= DATA TO PROCESS =
################
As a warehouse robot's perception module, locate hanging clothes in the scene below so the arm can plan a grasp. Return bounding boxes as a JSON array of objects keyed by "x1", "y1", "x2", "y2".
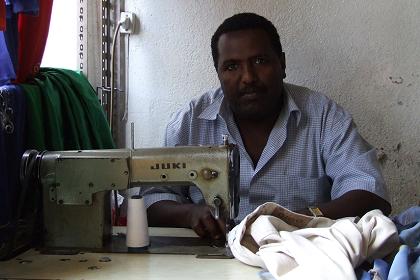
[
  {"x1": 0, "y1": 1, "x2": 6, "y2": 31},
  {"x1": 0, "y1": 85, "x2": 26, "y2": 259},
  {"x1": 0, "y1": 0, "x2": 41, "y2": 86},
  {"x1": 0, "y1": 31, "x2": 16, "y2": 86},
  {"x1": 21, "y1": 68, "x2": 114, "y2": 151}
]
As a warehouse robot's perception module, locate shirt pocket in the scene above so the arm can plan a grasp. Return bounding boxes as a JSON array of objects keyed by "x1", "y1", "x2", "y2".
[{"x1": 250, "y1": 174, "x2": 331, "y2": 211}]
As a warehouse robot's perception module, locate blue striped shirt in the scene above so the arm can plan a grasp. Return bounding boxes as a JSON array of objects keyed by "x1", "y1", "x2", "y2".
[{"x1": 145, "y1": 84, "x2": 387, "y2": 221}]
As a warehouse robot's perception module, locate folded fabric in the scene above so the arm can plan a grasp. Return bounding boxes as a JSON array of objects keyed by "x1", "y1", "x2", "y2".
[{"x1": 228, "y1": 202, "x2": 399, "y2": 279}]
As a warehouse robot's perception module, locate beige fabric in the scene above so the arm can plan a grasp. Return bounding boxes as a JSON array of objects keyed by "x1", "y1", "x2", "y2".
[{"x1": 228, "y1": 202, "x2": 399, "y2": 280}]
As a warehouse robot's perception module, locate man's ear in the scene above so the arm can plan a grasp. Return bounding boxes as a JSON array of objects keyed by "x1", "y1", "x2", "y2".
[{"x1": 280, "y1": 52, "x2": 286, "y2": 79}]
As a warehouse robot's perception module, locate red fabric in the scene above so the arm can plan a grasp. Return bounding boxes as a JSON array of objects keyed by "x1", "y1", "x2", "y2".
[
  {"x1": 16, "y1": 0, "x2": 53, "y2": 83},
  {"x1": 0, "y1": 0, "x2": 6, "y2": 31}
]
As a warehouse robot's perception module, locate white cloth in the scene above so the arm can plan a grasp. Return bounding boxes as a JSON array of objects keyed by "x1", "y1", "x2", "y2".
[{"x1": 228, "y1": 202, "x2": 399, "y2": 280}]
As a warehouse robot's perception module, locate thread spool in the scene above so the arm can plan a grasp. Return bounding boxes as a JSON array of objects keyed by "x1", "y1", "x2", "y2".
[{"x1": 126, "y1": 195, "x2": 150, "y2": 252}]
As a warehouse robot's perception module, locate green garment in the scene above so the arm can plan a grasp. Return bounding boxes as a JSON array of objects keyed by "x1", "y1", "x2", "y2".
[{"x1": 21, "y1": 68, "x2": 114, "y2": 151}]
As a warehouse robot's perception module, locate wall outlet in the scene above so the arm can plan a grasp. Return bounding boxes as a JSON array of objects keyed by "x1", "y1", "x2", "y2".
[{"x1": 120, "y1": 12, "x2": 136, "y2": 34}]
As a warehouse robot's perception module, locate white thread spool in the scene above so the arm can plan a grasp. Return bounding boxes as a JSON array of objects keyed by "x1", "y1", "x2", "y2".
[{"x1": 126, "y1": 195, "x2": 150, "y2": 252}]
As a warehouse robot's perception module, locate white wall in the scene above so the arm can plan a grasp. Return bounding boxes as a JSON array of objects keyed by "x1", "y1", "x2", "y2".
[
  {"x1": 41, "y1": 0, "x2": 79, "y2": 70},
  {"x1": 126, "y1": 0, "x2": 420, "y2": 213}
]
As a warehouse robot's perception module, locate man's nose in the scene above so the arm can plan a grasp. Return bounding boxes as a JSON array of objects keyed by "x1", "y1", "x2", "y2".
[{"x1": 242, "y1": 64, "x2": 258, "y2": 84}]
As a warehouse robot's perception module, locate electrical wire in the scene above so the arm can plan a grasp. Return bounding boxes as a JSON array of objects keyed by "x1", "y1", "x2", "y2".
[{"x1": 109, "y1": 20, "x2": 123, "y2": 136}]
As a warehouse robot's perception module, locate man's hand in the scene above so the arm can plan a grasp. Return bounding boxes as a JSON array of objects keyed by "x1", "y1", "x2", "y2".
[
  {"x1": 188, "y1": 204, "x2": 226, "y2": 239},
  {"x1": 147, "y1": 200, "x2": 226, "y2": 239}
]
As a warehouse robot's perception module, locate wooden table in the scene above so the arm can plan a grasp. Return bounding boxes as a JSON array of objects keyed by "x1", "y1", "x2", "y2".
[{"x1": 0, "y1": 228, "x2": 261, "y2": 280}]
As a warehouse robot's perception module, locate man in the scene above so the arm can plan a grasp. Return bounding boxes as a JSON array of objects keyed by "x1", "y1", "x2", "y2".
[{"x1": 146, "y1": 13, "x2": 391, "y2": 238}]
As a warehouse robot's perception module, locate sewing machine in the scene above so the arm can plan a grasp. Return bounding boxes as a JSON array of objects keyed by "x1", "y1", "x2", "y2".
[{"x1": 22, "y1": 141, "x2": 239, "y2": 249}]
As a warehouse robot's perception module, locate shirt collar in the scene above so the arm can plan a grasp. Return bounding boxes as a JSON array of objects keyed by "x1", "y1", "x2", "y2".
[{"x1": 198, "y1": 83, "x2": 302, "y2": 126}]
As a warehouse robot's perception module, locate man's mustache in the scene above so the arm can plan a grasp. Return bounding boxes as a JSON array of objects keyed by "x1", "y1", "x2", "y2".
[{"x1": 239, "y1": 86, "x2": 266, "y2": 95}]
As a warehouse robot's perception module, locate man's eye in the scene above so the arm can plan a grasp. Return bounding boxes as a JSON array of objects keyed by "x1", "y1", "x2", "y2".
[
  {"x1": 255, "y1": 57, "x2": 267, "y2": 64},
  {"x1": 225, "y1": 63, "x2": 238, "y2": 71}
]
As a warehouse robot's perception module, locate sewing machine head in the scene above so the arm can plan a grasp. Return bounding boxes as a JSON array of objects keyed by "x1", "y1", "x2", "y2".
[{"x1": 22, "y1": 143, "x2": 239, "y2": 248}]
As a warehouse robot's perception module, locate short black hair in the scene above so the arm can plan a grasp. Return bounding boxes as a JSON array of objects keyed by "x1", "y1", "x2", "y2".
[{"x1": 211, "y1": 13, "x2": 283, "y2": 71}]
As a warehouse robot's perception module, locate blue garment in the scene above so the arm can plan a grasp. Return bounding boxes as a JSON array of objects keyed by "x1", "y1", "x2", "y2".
################
= WHAT YOU WILL DO =
Pictures stay out; repeat all the rest of the records exactly.

= COMPLETE ANSWER =
As a warehouse robot's perception module, locate hanging clothes in the scene below so the arm can plan a grasp. Return bounding boxes as a JSON array of objects keyed by "x1", "y1", "x2", "y2".
[
  {"x1": 0, "y1": 1, "x2": 6, "y2": 31},
  {"x1": 0, "y1": 85, "x2": 26, "y2": 259},
  {"x1": 0, "y1": 0, "x2": 41, "y2": 86},
  {"x1": 0, "y1": 31, "x2": 16, "y2": 86},
  {"x1": 21, "y1": 68, "x2": 114, "y2": 151}
]
As a warehouse robot's perception module, locate shirt pocket in the scene above so the arm can plan a grasp. Return bounding boxes as a JSON array of objects keyed by "x1", "y1", "x2", "y2".
[{"x1": 250, "y1": 174, "x2": 331, "y2": 211}]
As a warehouse robot's perception module, locate blue striped shirt in the scene above so the arm can plan a grasp. Return bounding boxes as a JSON array of objects keyed by "x1", "y1", "x2", "y2".
[{"x1": 145, "y1": 84, "x2": 387, "y2": 221}]
As a warehouse robot's perception module, locate folded fabric in the scene above so the arm can plan a grasp. Return bounding boxes as a JSON array of objects keyed by "x1", "y1", "x2", "y2".
[{"x1": 228, "y1": 202, "x2": 399, "y2": 279}]
As a warehouse robot's perception module, locate beige fabric in the scene above so the arm can plan a grasp. Return bounding boxes as a JSON array of objects keyed by "x1", "y1", "x2", "y2".
[{"x1": 228, "y1": 202, "x2": 399, "y2": 280}]
As a warehouse robot's perception module, locate man's ear in the scene above so the arm can plan a grasp. Return bounding boxes as a JSON array of objects keyed by "x1", "y1", "x2", "y2".
[{"x1": 280, "y1": 52, "x2": 286, "y2": 79}]
As a warehouse robot's perception module, locate red fabric in the scene above so the arm can plan a grasp. Return bounding boxes as a JSON array of objects keyed by "x1", "y1", "x2", "y2".
[
  {"x1": 16, "y1": 0, "x2": 53, "y2": 83},
  {"x1": 0, "y1": 0, "x2": 6, "y2": 31}
]
As a warehouse robot's perception module, locate white cloth in the scene above so the arm can plan a grasp. Return bounding boxes as a JSON array of objects keyed by "x1", "y1", "x2", "y2".
[{"x1": 228, "y1": 202, "x2": 399, "y2": 280}]
As a warehouse robot's perception module, locate thread spool in the scene above so the arm can plan a grasp. Return bounding boxes as a JSON array of objects keyed by "x1", "y1", "x2", "y2".
[{"x1": 126, "y1": 195, "x2": 150, "y2": 252}]
As a warehouse robot's perception module, locate green garment in the scene above so the arm can plan a grasp. Return bounding boxes as a JSON array of objects keyed by "x1", "y1", "x2", "y2".
[{"x1": 21, "y1": 68, "x2": 114, "y2": 151}]
As a warehouse robot's perception module, locate wall outlet in the scene above so the arm can plan a grasp. Return bounding boxes as a JSON array of objects keyed by "x1", "y1", "x2", "y2".
[{"x1": 120, "y1": 12, "x2": 136, "y2": 34}]
As a warehouse robot's perception module, locate white thread spool in the scene above so the arm can plan a grasp. Return bounding boxes as a JSON array of objects keyed by "x1", "y1", "x2", "y2".
[{"x1": 126, "y1": 195, "x2": 150, "y2": 252}]
As a warehouse robot's perception module, locate white wall in the scene above so the arm can plan a grasp. Return bounding boxes as a JSON array of objects keyed by "x1", "y1", "x2", "y2".
[
  {"x1": 41, "y1": 0, "x2": 79, "y2": 70},
  {"x1": 126, "y1": 0, "x2": 420, "y2": 213}
]
As a warehouse robot's perception module, locate man's nose in the scene above so the arm can plan a grasp. Return bounding boxes as a JSON array of objects keyed by "x1", "y1", "x2", "y2".
[{"x1": 242, "y1": 64, "x2": 258, "y2": 84}]
As a warehouse robot's perception module, locate electrical wire in the scene above so the arm can plan a grasp. Return bounding boxes as a JSON array of objects keyed by "x1", "y1", "x2", "y2".
[{"x1": 109, "y1": 20, "x2": 123, "y2": 136}]
As a warehouse robot's perception module, locate man's hand in the scene above so the arm can plan a grasp. Return bounding boxes as a JSON array of objects keyed by "x1", "y1", "x2", "y2".
[
  {"x1": 188, "y1": 204, "x2": 226, "y2": 239},
  {"x1": 147, "y1": 200, "x2": 226, "y2": 239}
]
As a warehouse robot's perception module, locate wooden table in the scene above so the arm can plan a grasp. Return bounding boxes as a JSON array of objects keyed by "x1", "y1", "x2", "y2".
[{"x1": 0, "y1": 228, "x2": 261, "y2": 280}]
As a warehouse robot's perception module, locate man in the scene above so the arm can plan a grasp. Return bounding boxes as a JSON array of objects keyed by "x1", "y1", "x2", "y2".
[{"x1": 146, "y1": 13, "x2": 391, "y2": 238}]
As a warehouse robot's perception module, locate sewing machine in the scene above so the arm can plan a grasp. Return bounding boxes as a JSON array of objects keyed by "x1", "y1", "x2", "y2".
[{"x1": 22, "y1": 141, "x2": 239, "y2": 249}]
As a warehouse robot's perception module, locate shirt collar in the scene above so the arm can plan a grasp. Return bounding boxes as a JSON array of objects keyed by "x1", "y1", "x2", "y2".
[{"x1": 198, "y1": 83, "x2": 302, "y2": 126}]
As a warehouse robot's perception module, locate man's mustache in the scene above so the arm can plan a grasp. Return bounding boxes as a JSON array of objects keyed by "x1", "y1", "x2", "y2".
[{"x1": 239, "y1": 86, "x2": 266, "y2": 95}]
As a warehouse robot's perception module, locate man's eye in the scene above so the arm can plan a grasp. Return bounding boxes as a JSON array of objects keyed by "x1", "y1", "x2", "y2".
[
  {"x1": 255, "y1": 57, "x2": 267, "y2": 64},
  {"x1": 225, "y1": 63, "x2": 238, "y2": 71}
]
As a warehouse robot's perception module, locate sewing machine head in the scene above so the arm can plan a grasp. Return bounding boxes as a JSON array of objects keyed by "x1", "y1", "x2", "y2".
[{"x1": 22, "y1": 143, "x2": 239, "y2": 248}]
As a warehouse robot's perception module, locate short black hair in the scene above so the arm can plan a grasp. Return bounding boxes as a JSON array of objects keyed by "x1", "y1", "x2", "y2".
[{"x1": 211, "y1": 13, "x2": 283, "y2": 71}]
As a warehouse robot's perception module, locate blue garment in the scene above so the arm can plan a grasp. Return bounding boxes as a JSON array of objects keyed by "x1", "y1", "x2", "y2".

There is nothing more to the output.